### Directions for this task
Take the line that contains "Each instance receives one keypoint. Mark the teeth" and all lines after it, up to and including the last line of the data, and write them out exactly; nothing else belongs in the answer.

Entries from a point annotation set

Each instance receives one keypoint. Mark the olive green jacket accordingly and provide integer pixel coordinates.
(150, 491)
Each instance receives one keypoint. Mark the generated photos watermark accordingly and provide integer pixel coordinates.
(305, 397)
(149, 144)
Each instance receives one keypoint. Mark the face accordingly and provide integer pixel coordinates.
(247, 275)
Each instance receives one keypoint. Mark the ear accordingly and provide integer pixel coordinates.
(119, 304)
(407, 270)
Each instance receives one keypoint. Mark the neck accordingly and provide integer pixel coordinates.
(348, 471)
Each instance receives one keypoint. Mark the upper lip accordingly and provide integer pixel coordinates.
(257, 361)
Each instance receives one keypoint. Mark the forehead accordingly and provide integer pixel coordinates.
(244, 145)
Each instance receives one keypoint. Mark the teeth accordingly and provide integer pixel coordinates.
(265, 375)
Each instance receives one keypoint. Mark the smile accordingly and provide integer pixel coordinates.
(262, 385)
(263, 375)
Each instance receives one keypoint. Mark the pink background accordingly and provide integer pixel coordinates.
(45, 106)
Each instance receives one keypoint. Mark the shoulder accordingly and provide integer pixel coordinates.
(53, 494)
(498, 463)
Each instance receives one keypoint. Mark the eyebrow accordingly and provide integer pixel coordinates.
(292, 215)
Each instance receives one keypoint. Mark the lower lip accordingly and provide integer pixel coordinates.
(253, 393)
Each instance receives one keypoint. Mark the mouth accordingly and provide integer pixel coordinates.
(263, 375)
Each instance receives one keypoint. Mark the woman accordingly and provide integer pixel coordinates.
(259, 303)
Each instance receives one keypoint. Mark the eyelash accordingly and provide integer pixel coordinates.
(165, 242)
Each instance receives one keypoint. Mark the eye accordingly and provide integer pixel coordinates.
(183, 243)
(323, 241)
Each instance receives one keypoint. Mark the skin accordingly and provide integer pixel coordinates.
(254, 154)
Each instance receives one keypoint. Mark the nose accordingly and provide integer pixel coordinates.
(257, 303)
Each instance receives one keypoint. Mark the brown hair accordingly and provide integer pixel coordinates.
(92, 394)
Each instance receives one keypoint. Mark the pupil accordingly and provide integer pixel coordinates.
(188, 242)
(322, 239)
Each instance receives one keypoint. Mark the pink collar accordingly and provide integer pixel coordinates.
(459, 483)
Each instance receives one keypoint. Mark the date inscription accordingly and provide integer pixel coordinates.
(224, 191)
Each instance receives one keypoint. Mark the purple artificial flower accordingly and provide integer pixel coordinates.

### Correct output
Each instance receives one keypoint. Mark the teeth accordingly and provide integer pixel coordinates.
(265, 375)
Each instance receives one keypoint. Mark the smile accordingly and provide integer pixel coordinates.
(262, 385)
(263, 375)
Each instance receives one keypoint. Mark the pink background accordingly and provide integer pixel coordinates.
(45, 106)
Each instance receives one keypoint. Mark the shoulder accordingly and provide integer pixel coordinates.
(53, 494)
(498, 463)
Each instance receives one keypoint. Mark the eyebrow accordingly and provide integer pixel coordinates.
(292, 215)
Each instance receives one keypoint. Mark the lower lip accordingly and provide integer pixel coordinates.
(253, 393)
Each instance receives one keypoint. Mark the mouth accordingly and provide integer pixel coordinates.
(263, 375)
Each instance receives one keypoint. Mark the woman accordingly and provide integer pixel coordinates.
(259, 303)
Each instance receives one keypoint. Mark the eyelash accordingly and provide integer pixel coordinates.
(165, 242)
Each instance receives one keypoint. Mark the eye accordingly and provide integer pixel coordinates.
(183, 243)
(323, 241)
Each instance receives one keypoint. Mark the skin accordingly and provide integer pixel coordinates.
(254, 154)
Each instance receives one keypoint. Mark the nose accordingly and provide integer pixel coordinates.
(257, 303)
Each instance receives one keypoint. Mark the brown hair accordingly and provide integer pixel coordinates.
(92, 394)
Each instance receives one keypoint. Mark the pupil accordingly and provide integer pixel coordinates.
(188, 242)
(322, 239)
Each instance receives one keypoint. Mark the pink collar accordingly and provide integer pixel coordinates.
(459, 483)
Each instance receives one keypoint. Mark the date inscription accordingly and provide integer pixel coordinates.
(224, 191)
Each instance receives one keypoint. Mark the purple artificial flower accordingly and provide integer pixel coordinates.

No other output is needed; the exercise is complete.